-- Opening Marker --
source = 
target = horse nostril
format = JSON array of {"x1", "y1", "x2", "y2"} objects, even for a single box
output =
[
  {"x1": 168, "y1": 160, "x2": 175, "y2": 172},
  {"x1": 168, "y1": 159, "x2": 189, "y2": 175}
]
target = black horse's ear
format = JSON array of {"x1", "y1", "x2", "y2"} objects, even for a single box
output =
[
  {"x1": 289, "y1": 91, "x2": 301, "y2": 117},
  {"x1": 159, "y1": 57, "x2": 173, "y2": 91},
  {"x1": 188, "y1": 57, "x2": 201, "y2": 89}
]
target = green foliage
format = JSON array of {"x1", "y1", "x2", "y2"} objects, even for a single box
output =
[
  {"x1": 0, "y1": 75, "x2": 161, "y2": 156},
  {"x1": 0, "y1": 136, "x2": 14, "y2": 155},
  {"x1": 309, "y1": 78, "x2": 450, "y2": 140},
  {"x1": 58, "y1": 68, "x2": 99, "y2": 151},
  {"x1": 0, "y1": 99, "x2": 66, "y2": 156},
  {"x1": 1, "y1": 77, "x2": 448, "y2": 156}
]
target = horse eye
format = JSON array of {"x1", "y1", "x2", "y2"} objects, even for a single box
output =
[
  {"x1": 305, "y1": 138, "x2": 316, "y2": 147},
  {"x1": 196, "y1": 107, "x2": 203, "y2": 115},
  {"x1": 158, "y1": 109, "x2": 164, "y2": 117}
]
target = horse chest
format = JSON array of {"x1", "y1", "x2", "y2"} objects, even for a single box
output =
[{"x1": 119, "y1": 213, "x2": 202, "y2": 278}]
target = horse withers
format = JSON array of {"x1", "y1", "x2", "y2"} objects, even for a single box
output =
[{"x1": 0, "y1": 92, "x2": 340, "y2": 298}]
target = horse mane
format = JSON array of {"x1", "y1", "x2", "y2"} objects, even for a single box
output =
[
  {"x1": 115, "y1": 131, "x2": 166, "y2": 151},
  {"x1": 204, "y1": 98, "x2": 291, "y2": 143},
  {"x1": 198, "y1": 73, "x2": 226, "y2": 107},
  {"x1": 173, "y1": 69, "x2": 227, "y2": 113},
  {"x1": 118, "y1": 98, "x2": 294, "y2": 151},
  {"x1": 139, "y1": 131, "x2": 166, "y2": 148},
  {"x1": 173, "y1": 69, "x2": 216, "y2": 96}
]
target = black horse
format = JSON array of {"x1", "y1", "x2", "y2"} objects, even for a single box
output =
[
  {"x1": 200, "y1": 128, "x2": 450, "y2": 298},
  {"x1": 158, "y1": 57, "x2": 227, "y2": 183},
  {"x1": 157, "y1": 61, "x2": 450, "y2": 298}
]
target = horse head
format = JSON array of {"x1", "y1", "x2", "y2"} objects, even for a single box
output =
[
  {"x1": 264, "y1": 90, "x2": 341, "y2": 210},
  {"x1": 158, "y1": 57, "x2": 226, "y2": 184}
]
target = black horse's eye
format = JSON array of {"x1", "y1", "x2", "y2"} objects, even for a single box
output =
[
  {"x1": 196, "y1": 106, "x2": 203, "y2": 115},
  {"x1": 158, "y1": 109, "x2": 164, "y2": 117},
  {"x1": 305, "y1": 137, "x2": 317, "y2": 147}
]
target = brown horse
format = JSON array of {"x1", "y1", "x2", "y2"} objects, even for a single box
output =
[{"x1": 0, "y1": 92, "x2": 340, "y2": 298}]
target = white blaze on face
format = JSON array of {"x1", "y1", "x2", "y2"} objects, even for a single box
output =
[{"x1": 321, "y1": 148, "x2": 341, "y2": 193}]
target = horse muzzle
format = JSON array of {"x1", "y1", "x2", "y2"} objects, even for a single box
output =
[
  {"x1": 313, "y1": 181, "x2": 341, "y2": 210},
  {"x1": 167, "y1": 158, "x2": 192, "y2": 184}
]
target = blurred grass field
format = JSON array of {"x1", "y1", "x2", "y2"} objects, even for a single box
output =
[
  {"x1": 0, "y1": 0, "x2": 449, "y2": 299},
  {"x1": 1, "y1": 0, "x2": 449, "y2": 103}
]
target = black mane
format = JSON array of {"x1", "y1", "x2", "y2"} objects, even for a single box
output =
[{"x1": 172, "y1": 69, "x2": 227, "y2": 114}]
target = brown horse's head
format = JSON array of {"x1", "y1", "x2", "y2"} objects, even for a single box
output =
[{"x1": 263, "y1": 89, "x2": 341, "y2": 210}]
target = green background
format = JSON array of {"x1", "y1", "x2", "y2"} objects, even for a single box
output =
-- Closing Marker --
A verbatim copy of all the records is required. Write it out in full.

source = 
target = horse nostril
format = JSON array of {"x1", "y1", "x2", "y2"} objects, even for a single box
output =
[
  {"x1": 168, "y1": 160, "x2": 175, "y2": 172},
  {"x1": 168, "y1": 159, "x2": 189, "y2": 175}
]
target = black horse's ear
format = JSON array of {"x1", "y1", "x2", "y2"} objects, even for a single box
output =
[
  {"x1": 289, "y1": 91, "x2": 301, "y2": 117},
  {"x1": 159, "y1": 57, "x2": 173, "y2": 91},
  {"x1": 188, "y1": 57, "x2": 201, "y2": 89}
]
target = green foliage
format = JSON array of {"x1", "y1", "x2", "y2"} objects, even for a single box
output =
[
  {"x1": 0, "y1": 75, "x2": 161, "y2": 156},
  {"x1": 0, "y1": 136, "x2": 14, "y2": 155},
  {"x1": 309, "y1": 78, "x2": 450, "y2": 140},
  {"x1": 58, "y1": 68, "x2": 99, "y2": 151},
  {"x1": 0, "y1": 99, "x2": 66, "y2": 156},
  {"x1": 1, "y1": 77, "x2": 448, "y2": 156}
]
target = horse eye
format = JSON array of {"x1", "y1", "x2", "y2"} objects, even for a single box
output =
[
  {"x1": 305, "y1": 138, "x2": 316, "y2": 147},
  {"x1": 196, "y1": 107, "x2": 203, "y2": 115},
  {"x1": 158, "y1": 109, "x2": 164, "y2": 117}
]
target = horse chest
format = JSON array of {"x1", "y1", "x2", "y2"} objects, even for a single box
output =
[{"x1": 119, "y1": 213, "x2": 202, "y2": 278}]
target = horse withers
format = JSON array of {"x1", "y1", "x2", "y2"} objects, even for a single box
output =
[{"x1": 0, "y1": 92, "x2": 340, "y2": 298}]
target = horse mane
format = JSON array of {"x1", "y1", "x2", "y2"} objects, even for a single box
output =
[
  {"x1": 115, "y1": 131, "x2": 166, "y2": 151},
  {"x1": 204, "y1": 98, "x2": 291, "y2": 143},
  {"x1": 198, "y1": 73, "x2": 226, "y2": 107},
  {"x1": 173, "y1": 69, "x2": 227, "y2": 113},
  {"x1": 118, "y1": 98, "x2": 294, "y2": 151},
  {"x1": 139, "y1": 131, "x2": 166, "y2": 148},
  {"x1": 173, "y1": 69, "x2": 216, "y2": 96}
]
target = black horse
format = JSON array of {"x1", "y1", "x2", "y2"} objects, even for a single box
output =
[
  {"x1": 200, "y1": 128, "x2": 450, "y2": 298},
  {"x1": 158, "y1": 57, "x2": 227, "y2": 183},
  {"x1": 157, "y1": 61, "x2": 450, "y2": 298}
]
target = horse head
format = JSON array of {"x1", "y1", "x2", "y2"} objects, even for a single box
output =
[
  {"x1": 264, "y1": 90, "x2": 341, "y2": 210},
  {"x1": 158, "y1": 57, "x2": 226, "y2": 184}
]
target = black horse's eye
format = JSON array of {"x1", "y1", "x2", "y2"} objects, even for a single box
output =
[
  {"x1": 196, "y1": 106, "x2": 203, "y2": 115},
  {"x1": 158, "y1": 109, "x2": 164, "y2": 117},
  {"x1": 305, "y1": 137, "x2": 317, "y2": 147}
]
target = brown horse
format = JSON array of {"x1", "y1", "x2", "y2"} objects, even for a single box
output =
[{"x1": 0, "y1": 92, "x2": 340, "y2": 298}]
target = white blaze on face
format = JSON array of {"x1", "y1", "x2", "y2"} objects, even for a single box
output =
[{"x1": 321, "y1": 148, "x2": 341, "y2": 193}]
target = horse muzzle
format = JSON array of {"x1", "y1", "x2", "y2"} objects, even for a single box
output =
[
  {"x1": 313, "y1": 181, "x2": 341, "y2": 210},
  {"x1": 167, "y1": 158, "x2": 192, "y2": 184}
]
target = blurred grass field
format = JSON array of {"x1", "y1", "x2", "y2"} objects, even for a single box
output =
[
  {"x1": 0, "y1": 0, "x2": 449, "y2": 299},
  {"x1": 1, "y1": 0, "x2": 449, "y2": 103}
]
target = black mane
format = JSON array of {"x1", "y1", "x2", "y2"} objects, even for a single box
output =
[{"x1": 172, "y1": 69, "x2": 227, "y2": 114}]
target = brown horse's head
format = JSON array of {"x1", "y1", "x2", "y2"} objects, even for a single box
output =
[{"x1": 263, "y1": 89, "x2": 341, "y2": 210}]
target = green background
format = JSON array of {"x1", "y1", "x2", "y2"} objects, even for a single box
output =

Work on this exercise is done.